Data extracted from a collection:
★ ★ ★

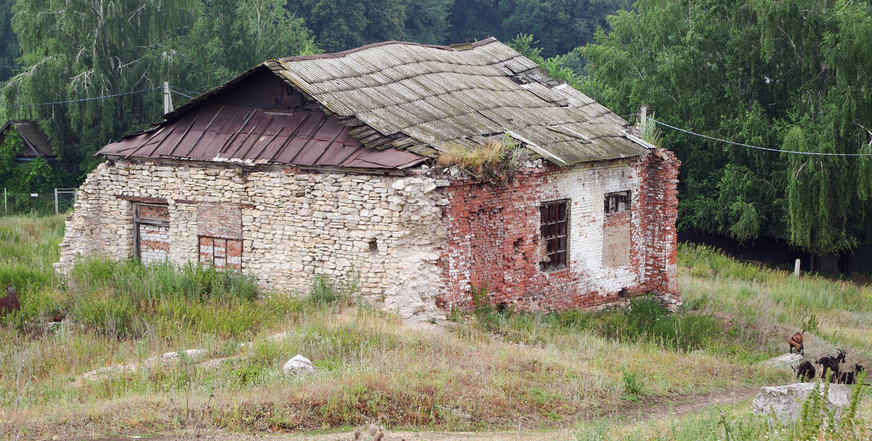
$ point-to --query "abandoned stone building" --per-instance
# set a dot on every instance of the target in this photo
(326, 164)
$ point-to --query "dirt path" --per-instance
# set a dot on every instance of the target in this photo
(655, 409)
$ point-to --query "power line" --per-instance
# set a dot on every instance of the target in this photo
(179, 89)
(767, 149)
(180, 93)
(83, 99)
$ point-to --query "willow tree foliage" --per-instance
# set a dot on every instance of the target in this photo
(77, 49)
(788, 74)
(8, 42)
(230, 36)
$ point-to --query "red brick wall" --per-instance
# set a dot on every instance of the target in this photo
(494, 232)
(660, 212)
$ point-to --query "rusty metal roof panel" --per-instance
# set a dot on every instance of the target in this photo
(257, 136)
(434, 95)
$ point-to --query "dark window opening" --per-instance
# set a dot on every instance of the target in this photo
(220, 253)
(151, 225)
(617, 202)
(554, 231)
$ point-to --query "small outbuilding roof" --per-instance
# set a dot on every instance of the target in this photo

★ ★ ★

Repeat each entry above exactly, passing over any images.

TASK OUTPUT
$ point-to --query "abandoned stone building" --per-instance
# set a dot on every instance of the target in this photo
(326, 164)
$ point-to --query "dirt path" --per-instance
# set a dot on every instance of the target in this photo
(655, 409)
$ point-to --query "power line" --per-instance
# set a dot on every instance of the target in this photo
(179, 89)
(767, 149)
(180, 93)
(83, 99)
$ point-to --query "willow tree foliage" --per-instance
# set a dot on every instance of the target in this photo
(77, 49)
(788, 74)
(8, 42)
(230, 36)
$ point-to --query "red brick wall" --per-instance
# set a dot on every instance of the target in this photo
(494, 232)
(660, 212)
$ point-to --query "rusty metal roof panel" --per-instance
# set a dot on every instance of the target in this photo
(257, 136)
(434, 95)
$ point-to --query "dark window opening" --per-instance
# set a dot on every instance of the target in this photo
(220, 253)
(151, 225)
(617, 202)
(554, 231)
$ point-to --query "small outbuilding roof" --per-instance
# set a dot on every instance of the target in this photo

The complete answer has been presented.